(Instruction):
Pick up the Karafka Pro partitioner reference page after its final line and continue writing it.

[BEGIN Selection]

Class: Karafka::Pro::Processing::Partitioner

Inherits:

Karafka::Processing::Partitioner

Object
Karafka::Processing::Partitioner
Karafka::Pro::Processing::Partitioner

show all

Defined in:: lib/karafka/pro/processing/partitioner.rb

Overview

Pro partitioner that can distribute work based on the virtual partitioner settings

Instance Method Summary collapse

#call(topic, messages, coordinator) {|group, karafka| ... } ⇒ Object

Methods inherited from Karafka::Processing::Partitioner

#initialize

Constructor Details

This class inherits a constructor from Karafka::Processing::Partitioner

Instance Method Details

#call(topic, messages, coordinator) {|group, karafka| ... } ⇒ `Object`

Parameters:

topic (String) —
topic name
messages (Array<Karafka::Messages::Message>) —
karafka messages
coordinator (Karafka::Pro::Processing::Coordinator) —
processing coordinator that will be used with those messages

Yield Parameters:

group (Integer) —
id
karafka (Array<Karafka::Messages::Message>) —
messages

# File 'lib/karafka/pro/processing/partitioner.rb', line 17

def call(topic, messages, coordinator)
  ktopic = @subscription_group.topics.find(topic)

  vps = ktopic.virtual_partitions

  # We only partition work if we have:
  # - a virtual partitioner
  # - more than one thread to process the data
  # - collective is not collapsed via coordinator
  # - none of the partitioner executions raised an error
  #
  # With one thread it is not worth partitioning the work as the work itself will be
  # assigned to one thread (pointless work)
  #
  # We collapse the partitioning on errors because we "regain" full ordering on a batch
  # that potentially contains the data that caused the error.

[END Selection]
[BEGIN Supplied material]

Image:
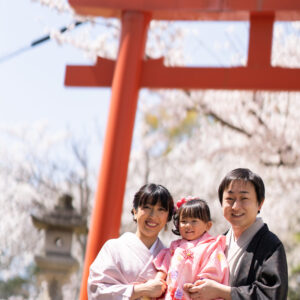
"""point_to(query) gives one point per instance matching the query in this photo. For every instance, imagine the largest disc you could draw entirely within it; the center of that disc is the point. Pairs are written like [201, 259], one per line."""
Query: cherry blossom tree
[186, 140]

[END Supplied material]

(Result of the task):
  #
  # This is great because it allows us to run things without the parallelization that adds
  # a bit of uncertainty and allows us to use DLQ and safely skip messages if needed.
  if vps.active? && vps.max_partitions > 1 && !coordinator.collapsed?
    # If we cannot virtualize even one message from a given batch due to user errors, we
    # reduce the whole set into one partition and emit error. This should still allow for
    # user flow but should mitigate damages by not virtualizing
    begin
      groupings = vps.distributor.call(messages)
    rescue StandardError => e
      # This should not happen. If you are seeing this it means your partitioner code
      # failed and raised an error. We highly recommend mitigating partitioner level errors
      # on the user side because this type of collapse should be considered a last resort
      Karafka.monitor.instrument(
        'error.occurred',
        caller: self,
        error: e,
        messages: messages,
        type: 'virtual_partitions.partitioner.error'
      )

      groupings = { 0 => messages }
    end

    groupings.each do |key, messages_group|
      yield(key, messages_group)
    end
  else
    # When no virtual partitioner, works as regular one
    yield(0, messages)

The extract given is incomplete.